• CHALLENGE:
Turn every line of the data below into a numbered list, skipping any blank lines. Leave the pictures out of your answer.

Image box annotation records:
------
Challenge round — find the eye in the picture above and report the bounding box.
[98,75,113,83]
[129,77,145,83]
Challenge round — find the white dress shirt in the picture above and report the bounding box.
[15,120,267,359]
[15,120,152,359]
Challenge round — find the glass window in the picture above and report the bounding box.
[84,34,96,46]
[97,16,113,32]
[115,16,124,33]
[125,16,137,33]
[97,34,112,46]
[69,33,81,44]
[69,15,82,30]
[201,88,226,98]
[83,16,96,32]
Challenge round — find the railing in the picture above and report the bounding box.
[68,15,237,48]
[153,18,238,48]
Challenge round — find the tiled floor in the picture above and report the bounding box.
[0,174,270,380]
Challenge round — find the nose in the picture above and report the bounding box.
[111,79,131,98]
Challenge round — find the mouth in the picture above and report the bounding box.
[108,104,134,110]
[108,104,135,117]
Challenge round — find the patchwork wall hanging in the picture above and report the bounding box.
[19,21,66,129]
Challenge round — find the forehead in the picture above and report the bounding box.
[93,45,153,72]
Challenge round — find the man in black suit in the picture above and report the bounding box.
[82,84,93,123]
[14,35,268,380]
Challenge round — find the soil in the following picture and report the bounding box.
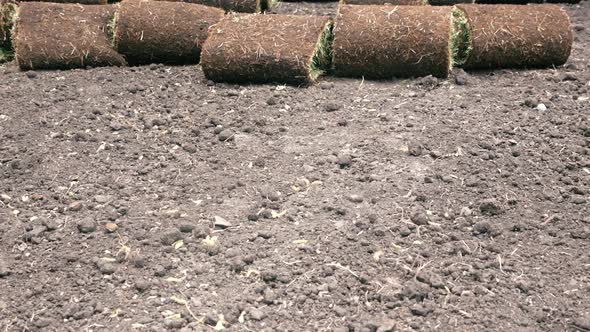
[0,1,590,331]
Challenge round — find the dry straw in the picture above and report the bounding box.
[12,2,126,70]
[457,5,573,69]
[333,5,452,79]
[201,14,332,85]
[112,0,224,65]
[161,0,278,13]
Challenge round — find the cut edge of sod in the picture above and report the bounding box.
[256,0,280,13]
[449,7,472,67]
[0,3,18,63]
[309,19,334,82]
[107,4,121,51]
[0,3,18,63]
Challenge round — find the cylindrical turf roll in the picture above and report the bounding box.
[474,0,543,5]
[201,14,332,85]
[114,0,224,65]
[26,0,108,5]
[333,5,451,79]
[457,5,573,69]
[0,1,17,63]
[340,0,428,6]
[160,0,275,13]
[12,2,126,70]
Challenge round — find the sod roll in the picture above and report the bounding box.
[201,14,332,85]
[160,0,275,13]
[0,2,17,63]
[340,0,428,6]
[457,5,573,69]
[12,2,126,70]
[333,5,451,79]
[114,0,224,65]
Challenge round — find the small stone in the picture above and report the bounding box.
[178,224,195,233]
[479,199,501,216]
[160,229,183,246]
[346,194,365,203]
[68,201,84,212]
[410,212,428,226]
[104,222,119,233]
[213,216,232,229]
[336,154,352,168]
[537,104,547,112]
[323,101,342,112]
[96,259,117,274]
[410,304,432,317]
[78,218,96,234]
[0,261,12,278]
[250,309,266,321]
[217,129,235,142]
[408,141,422,157]
[94,195,111,204]
[135,279,151,293]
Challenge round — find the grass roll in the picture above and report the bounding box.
[201,14,332,85]
[333,5,452,79]
[457,5,573,69]
[12,2,126,70]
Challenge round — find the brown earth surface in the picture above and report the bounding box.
------
• COMPLETE RESPONSE:
1. Challenge round — find the eye in the picture above and report the bounding box.
2. [98,75,113,83]
3. [129,77,145,83]
4. Challenge round — find the white dress shirt in the picture above and report the bounding box.
5. [15,120,267,359]
6. [15,120,152,359]
7. Challenge round — find the glass window in the picture above and report the bounding box.
8. [84,34,96,46]
9. [97,16,113,32]
10. [115,16,124,33]
11. [125,16,137,33]
12. [97,34,112,46]
13. [69,33,81,44]
14. [69,15,82,30]
15. [201,88,226,98]
16. [83,16,96,32]
17. Challenge round — find the railing in the picture above and report the bounding box.
18. [68,15,237,48]
19. [153,18,238,48]
20. Challenge round — find the tiled floor in the picture above and report the bounding box.
21. [0,174,270,380]
22. Challenge round — find the nose in the picture above and report the bounding box.
23. [111,79,131,98]
24. Challenge round — find the mouth in the picture above and report the bounding box.
25. [108,104,134,110]
26. [108,104,135,117]
27. Challenge round — find the patchwork wall hanging in the picture above and report the bounding box.
28. [19,21,66,129]
29. Challenge round — find the forehead in the picture above and report the bounding box.
30. [93,45,153,72]
31. Challenge round — find the man in black suit in the picture above and report the bounding box.
32. [82,84,93,123]
33. [14,35,268,380]
34. Challenge round — find the soil in the following picture and report the bounding box.
35. [0,1,590,331]
36. Challenge round — find the dry straw in the picture above and report the bounding box.
37. [12,2,126,70]
38. [457,5,573,69]
39. [333,5,452,79]
40. [201,14,332,85]
41. [112,0,224,65]
42. [161,0,278,13]
43. Challenge round — find the cut edge of sod in the picture above and report the bounding box.
44. [256,0,280,13]
45. [449,7,472,67]
46. [0,3,18,63]
47. [309,19,334,82]
48. [107,4,121,51]
49. [0,3,18,63]
50. Challenge round — find the cylindrical turf roll in the picture above and report the bounding box.
51. [474,0,543,5]
52. [201,14,332,85]
53. [114,0,224,65]
54. [26,0,108,5]
55. [333,5,451,79]
56. [457,5,573,69]
57. [0,1,17,63]
58. [340,0,428,6]
59. [160,0,275,13]
60. [12,2,126,70]
61. Challenge round — find the sod roll in the picture above and report the bounding box.
62. [201,14,332,85]
63. [160,0,275,13]
64. [0,2,17,63]
65. [340,0,428,6]
66. [457,5,573,69]
67. [12,2,126,70]
68. [333,5,451,79]
69. [114,0,224,65]
70. Challenge round — find the small stone in the picture above and report the bounding box.
71. [178,224,195,233]
72. [479,199,501,216]
73. [160,229,183,246]
74. [346,194,365,203]
75. [68,201,84,212]
76. [410,212,428,226]
77. [104,222,119,233]
78. [213,216,232,229]
79. [336,154,352,168]
80. [537,104,547,112]
81. [323,101,342,112]
82. [96,259,117,274]
83. [410,304,432,317]
84. [78,218,96,234]
85. [0,261,12,278]
86. [250,309,266,321]
87. [217,129,235,142]
88. [408,141,422,157]
89. [94,195,111,204]
90. [135,279,151,293]
91. Challenge round — find the grass roll in the picture above and report the bounding box.
92. [201,14,332,85]
93. [333,5,452,79]
94. [457,5,573,69]
95. [12,2,126,70]
96. Challenge round — find the brown earth surface in the picture above and report the bounding box.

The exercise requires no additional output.